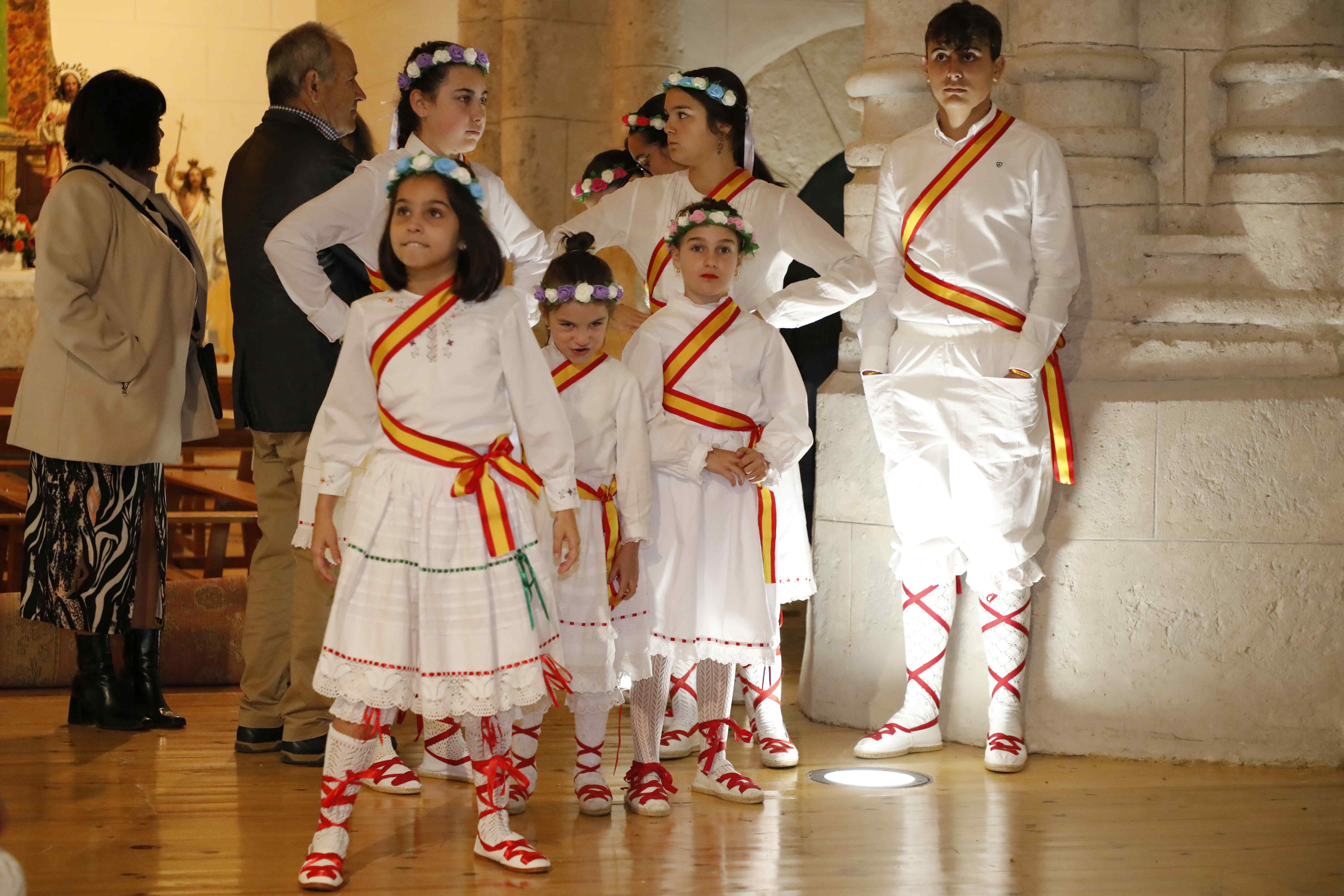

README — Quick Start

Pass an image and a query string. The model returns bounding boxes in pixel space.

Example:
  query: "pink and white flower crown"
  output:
[396,43,491,90]
[663,208,761,255]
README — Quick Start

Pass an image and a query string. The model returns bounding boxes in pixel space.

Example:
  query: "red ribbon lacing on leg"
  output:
[659,664,700,747]
[738,666,794,754]
[574,737,612,802]
[421,716,472,766]
[368,725,419,787]
[540,653,574,709]
[625,762,676,806]
[989,731,1027,756]
[691,719,759,793]
[508,723,542,802]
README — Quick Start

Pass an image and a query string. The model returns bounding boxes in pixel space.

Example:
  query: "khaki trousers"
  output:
[238,431,336,740]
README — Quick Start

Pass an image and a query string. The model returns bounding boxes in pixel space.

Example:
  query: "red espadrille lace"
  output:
[989,731,1027,756]
[574,737,612,802]
[625,762,676,806]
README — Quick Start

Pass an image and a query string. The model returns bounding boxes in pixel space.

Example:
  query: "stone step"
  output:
[1066,320,1341,380]
[1093,285,1344,329]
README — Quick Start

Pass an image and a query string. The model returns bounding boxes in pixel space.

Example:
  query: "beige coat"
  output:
[9,164,218,466]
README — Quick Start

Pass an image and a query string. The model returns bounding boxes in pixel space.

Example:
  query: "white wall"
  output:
[51,0,316,189]
[316,0,457,152]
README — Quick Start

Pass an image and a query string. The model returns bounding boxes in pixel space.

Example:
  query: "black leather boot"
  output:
[125,629,187,728]
[69,634,149,731]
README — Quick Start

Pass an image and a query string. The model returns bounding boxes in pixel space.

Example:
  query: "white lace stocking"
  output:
[696,660,734,778]
[980,588,1031,737]
[891,582,957,728]
[457,716,513,846]
[308,725,378,856]
[630,656,668,763]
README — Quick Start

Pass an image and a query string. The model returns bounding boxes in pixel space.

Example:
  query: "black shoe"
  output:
[122,629,187,728]
[67,634,149,731]
[280,735,327,766]
[234,725,285,752]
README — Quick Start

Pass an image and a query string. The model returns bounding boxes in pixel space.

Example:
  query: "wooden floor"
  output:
[0,680,1344,896]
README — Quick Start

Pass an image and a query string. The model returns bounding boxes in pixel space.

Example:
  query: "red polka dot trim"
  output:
[323,634,560,678]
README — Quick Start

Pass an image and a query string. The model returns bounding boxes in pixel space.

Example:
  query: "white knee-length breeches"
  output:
[863,322,1052,594]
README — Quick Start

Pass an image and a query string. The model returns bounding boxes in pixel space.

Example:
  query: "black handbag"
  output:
[60,165,224,420]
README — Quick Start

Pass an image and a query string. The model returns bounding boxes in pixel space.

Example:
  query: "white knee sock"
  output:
[888,582,957,729]
[696,660,734,776]
[512,711,546,799]
[630,657,669,763]
[468,716,513,846]
[739,654,789,742]
[663,660,699,737]
[308,711,378,856]
[980,588,1031,742]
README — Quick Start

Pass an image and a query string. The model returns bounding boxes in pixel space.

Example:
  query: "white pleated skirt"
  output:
[313,453,563,719]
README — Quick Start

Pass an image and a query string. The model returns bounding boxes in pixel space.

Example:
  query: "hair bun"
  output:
[564,230,597,255]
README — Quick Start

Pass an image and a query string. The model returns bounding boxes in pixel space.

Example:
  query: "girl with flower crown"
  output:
[509,234,652,815]
[266,40,550,794]
[298,154,582,889]
[617,199,812,815]
[551,67,875,768]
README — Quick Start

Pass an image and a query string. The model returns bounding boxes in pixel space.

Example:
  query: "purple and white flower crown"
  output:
[396,43,491,90]
[663,71,738,106]
[532,281,625,305]
[387,152,485,212]
[663,208,761,255]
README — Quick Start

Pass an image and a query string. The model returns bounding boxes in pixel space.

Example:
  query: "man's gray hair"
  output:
[266,21,345,106]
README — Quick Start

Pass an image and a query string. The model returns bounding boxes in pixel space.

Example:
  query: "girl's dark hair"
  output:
[626,94,668,149]
[396,40,484,148]
[925,0,1004,59]
[66,69,168,169]
[672,199,747,255]
[542,230,616,306]
[378,171,504,302]
[583,149,642,192]
[664,66,778,184]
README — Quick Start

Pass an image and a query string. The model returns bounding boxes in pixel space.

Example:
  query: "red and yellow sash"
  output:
[644,168,755,310]
[663,298,778,584]
[575,476,621,598]
[368,278,542,557]
[364,265,387,293]
[551,352,610,392]
[900,109,1074,485]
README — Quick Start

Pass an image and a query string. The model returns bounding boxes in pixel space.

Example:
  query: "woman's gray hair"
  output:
[266,21,345,106]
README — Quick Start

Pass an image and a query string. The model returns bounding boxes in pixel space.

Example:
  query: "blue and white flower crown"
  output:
[663,71,738,106]
[532,281,625,305]
[387,152,485,212]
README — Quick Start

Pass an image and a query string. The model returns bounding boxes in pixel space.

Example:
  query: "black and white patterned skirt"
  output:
[19,453,168,634]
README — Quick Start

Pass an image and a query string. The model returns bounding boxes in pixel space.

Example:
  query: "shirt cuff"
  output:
[313,461,351,497]
[542,476,579,510]
[308,293,349,343]
[685,442,714,480]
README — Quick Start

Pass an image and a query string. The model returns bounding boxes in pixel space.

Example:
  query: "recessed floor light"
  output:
[808,766,933,790]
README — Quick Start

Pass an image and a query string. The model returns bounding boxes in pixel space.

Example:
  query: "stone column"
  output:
[1210,0,1344,290]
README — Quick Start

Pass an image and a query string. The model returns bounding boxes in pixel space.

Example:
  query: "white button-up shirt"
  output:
[266,134,551,341]
[859,105,1081,373]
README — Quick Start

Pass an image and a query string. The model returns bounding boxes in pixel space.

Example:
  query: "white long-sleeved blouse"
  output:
[309,286,578,510]
[542,344,653,543]
[859,106,1082,373]
[266,134,551,341]
[550,171,874,329]
[621,295,806,488]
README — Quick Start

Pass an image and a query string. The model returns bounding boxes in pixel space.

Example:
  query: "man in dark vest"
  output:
[223,21,370,766]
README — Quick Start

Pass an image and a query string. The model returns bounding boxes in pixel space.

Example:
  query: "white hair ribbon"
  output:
[742,106,755,175]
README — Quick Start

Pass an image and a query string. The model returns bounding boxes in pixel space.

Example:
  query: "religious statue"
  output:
[164,156,226,283]
[38,64,89,192]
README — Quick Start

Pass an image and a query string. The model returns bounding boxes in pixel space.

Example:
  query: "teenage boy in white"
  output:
[855,1,1079,771]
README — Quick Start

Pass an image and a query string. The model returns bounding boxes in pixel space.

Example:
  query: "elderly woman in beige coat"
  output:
[9,71,218,731]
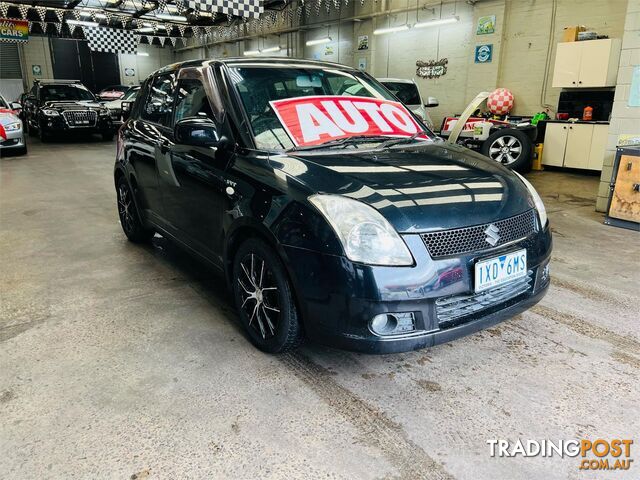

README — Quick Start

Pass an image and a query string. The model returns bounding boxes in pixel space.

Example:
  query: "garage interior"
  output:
[0,0,640,479]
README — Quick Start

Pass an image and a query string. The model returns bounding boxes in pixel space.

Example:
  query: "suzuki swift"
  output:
[114,58,551,353]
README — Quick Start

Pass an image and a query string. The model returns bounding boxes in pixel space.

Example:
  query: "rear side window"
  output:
[174,79,213,122]
[140,73,175,125]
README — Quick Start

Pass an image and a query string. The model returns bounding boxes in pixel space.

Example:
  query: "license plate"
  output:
[475,249,527,293]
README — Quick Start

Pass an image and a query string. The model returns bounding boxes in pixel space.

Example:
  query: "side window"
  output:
[173,79,213,123]
[140,73,175,125]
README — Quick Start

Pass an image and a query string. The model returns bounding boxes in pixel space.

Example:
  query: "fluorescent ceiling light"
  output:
[156,13,187,22]
[373,25,409,35]
[306,37,331,47]
[413,16,460,28]
[67,20,99,27]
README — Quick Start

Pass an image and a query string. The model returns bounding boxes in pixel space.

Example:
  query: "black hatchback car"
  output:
[114,58,551,353]
[23,80,115,142]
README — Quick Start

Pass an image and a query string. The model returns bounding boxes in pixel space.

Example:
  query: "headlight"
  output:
[513,171,547,228]
[309,195,413,266]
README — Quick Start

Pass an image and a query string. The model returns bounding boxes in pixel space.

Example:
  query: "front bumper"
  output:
[0,128,25,150]
[284,225,552,353]
[39,115,114,136]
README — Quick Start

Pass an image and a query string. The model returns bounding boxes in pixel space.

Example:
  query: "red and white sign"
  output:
[442,117,509,132]
[269,95,428,146]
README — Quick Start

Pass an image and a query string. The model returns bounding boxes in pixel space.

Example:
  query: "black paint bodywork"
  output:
[115,59,551,353]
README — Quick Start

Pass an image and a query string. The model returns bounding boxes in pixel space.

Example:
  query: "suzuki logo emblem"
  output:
[484,223,500,247]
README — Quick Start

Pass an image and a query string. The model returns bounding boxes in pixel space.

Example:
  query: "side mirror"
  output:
[173,117,227,147]
[424,97,440,108]
[120,100,133,122]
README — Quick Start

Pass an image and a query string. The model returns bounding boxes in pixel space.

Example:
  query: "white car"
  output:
[377,78,438,130]
[0,95,27,155]
[100,87,140,126]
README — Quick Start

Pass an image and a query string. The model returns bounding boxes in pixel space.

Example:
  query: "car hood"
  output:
[271,142,533,233]
[0,109,20,125]
[42,100,102,112]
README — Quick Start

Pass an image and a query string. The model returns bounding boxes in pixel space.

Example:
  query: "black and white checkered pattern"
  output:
[187,0,264,18]
[84,27,138,53]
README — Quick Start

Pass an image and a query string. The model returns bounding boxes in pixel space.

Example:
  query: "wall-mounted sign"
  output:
[476,15,496,35]
[475,44,493,63]
[0,18,29,42]
[416,58,449,78]
[358,35,369,50]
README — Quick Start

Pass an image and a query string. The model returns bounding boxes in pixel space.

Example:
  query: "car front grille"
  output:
[421,209,536,258]
[62,110,98,127]
[436,270,534,328]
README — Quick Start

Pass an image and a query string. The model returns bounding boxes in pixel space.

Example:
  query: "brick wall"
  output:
[596,0,640,212]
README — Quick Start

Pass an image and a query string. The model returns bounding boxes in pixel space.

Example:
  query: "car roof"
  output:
[153,57,358,75]
[376,78,416,83]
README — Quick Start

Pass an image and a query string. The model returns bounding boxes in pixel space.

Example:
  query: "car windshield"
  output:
[230,65,432,150]
[40,85,95,102]
[382,82,421,105]
[122,87,140,100]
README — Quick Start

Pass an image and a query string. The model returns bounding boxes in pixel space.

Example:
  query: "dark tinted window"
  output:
[174,79,213,122]
[40,84,96,102]
[383,82,420,105]
[141,74,175,125]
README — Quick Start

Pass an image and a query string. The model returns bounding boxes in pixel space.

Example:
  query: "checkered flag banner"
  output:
[84,27,138,53]
[186,0,264,18]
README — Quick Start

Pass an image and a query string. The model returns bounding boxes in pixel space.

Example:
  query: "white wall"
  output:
[118,44,175,85]
[596,0,640,212]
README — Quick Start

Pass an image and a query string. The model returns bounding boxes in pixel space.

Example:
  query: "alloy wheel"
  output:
[118,184,134,233]
[237,253,280,340]
[489,135,522,165]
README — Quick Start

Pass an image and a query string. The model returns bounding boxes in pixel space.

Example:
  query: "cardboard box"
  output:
[561,25,587,42]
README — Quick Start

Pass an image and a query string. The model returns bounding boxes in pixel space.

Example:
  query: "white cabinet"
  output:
[542,123,609,170]
[564,123,593,168]
[552,38,620,88]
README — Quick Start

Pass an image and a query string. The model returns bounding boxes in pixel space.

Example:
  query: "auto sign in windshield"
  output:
[230,67,429,150]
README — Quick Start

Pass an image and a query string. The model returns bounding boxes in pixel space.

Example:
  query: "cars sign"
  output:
[269,95,428,146]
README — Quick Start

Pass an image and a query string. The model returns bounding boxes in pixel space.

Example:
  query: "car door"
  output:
[123,72,175,226]
[159,69,228,264]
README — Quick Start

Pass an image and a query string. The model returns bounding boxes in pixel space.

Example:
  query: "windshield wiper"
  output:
[380,130,429,149]
[287,135,389,152]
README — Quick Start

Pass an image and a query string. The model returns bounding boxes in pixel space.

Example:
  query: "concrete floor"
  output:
[0,141,640,479]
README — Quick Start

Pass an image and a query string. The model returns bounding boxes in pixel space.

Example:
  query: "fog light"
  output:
[369,312,415,336]
[540,263,551,283]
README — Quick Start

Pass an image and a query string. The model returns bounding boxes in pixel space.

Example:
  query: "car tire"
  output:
[480,128,533,173]
[232,238,304,353]
[116,177,155,243]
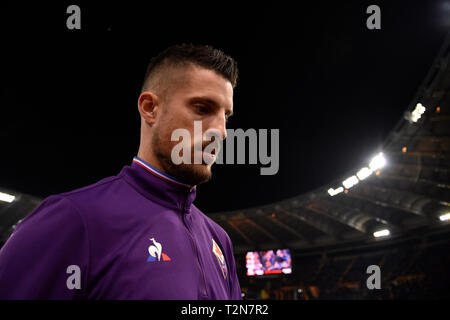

━━━━━━━━

* WHAT TO DO *
Express the rows as a JSON list of strings, one string per line, from the start of the rows through the line containing "[630,656,668,763]", including that line. Leave out blank lines and the pictures.

* PROBLEM SOLUTION *
[
  "README — Quick Start",
  "Pass an image and a query string. The model returns bounding boxes in pixel space.",
  "Example:",
  "  query: \"pink and white flower crown\"",
  "  output:",
  "[396,43,491,90]",
  "[663,208,761,255]",
  "README — Quick Start",
  "Pass an image and a query string. The model returns bounding boxes in pixel space.",
  "Example:",
  "  query: \"red ribbon lacing on leg\"",
  "  output:",
  "[659,664,700,747]",
  "[738,666,794,754]",
  "[574,737,612,802]",
  "[421,716,472,766]",
  "[368,725,419,787]",
  "[540,653,574,709]",
  "[625,762,676,806]",
  "[989,731,1027,756]",
  "[691,719,759,793]",
  "[508,723,542,802]",
  "README — Quick Start",
  "Pass an image and a query string. The model returns bounding boxes in pixel space.",
  "Example:",
  "  query: \"khaki trousers\"",
  "  output:",
  "[238,431,336,740]",
  "README — Quick Start",
  "Pass an image and a query string. The model returns bounding boxes in pixel space.",
  "Example:",
  "  query: \"red espadrille lace\"",
  "  output:",
  "[989,731,1027,756]",
  "[574,737,612,802]",
  "[625,762,676,806]",
  "README — Quick Start",
  "Pass an image and a query string. The model returns bounding boxes in pixel space.",
  "Example:",
  "  query: \"stone step\"",
  "  output:",
  "[1066,320,1341,380]",
  "[1093,285,1344,329]",
  "README — Quick Start",
  "Pass an image and a query string. The model returns bounding boxes in pixel space.",
  "Example:",
  "  query: \"beige coat\"",
  "  output:",
  "[9,164,218,466]",
  "README — Quick Start",
  "Pass an image and a query string. The model returns bounding boxes in pixel space.",
  "Example:",
  "  query: \"white wall\"",
  "  output:",
  "[51,0,316,189]",
  "[316,0,457,152]",
  "README — Quick Start",
  "Pass an image and a query string. The model returns bounding boxes in pixel space.",
  "Example:",
  "  query: \"black leather boot\"",
  "  output:",
  "[125,629,187,728]",
  "[69,634,149,731]",
  "README — Quick Start",
  "Pass an image and a query string. The model returns bounding boxes in pixel space.",
  "Example:",
  "  query: \"white lace stocking\"",
  "  output:",
  "[696,660,734,778]",
  "[980,588,1031,737]",
  "[891,582,957,728]",
  "[457,716,513,846]",
  "[308,725,378,856]",
  "[630,656,668,763]"
]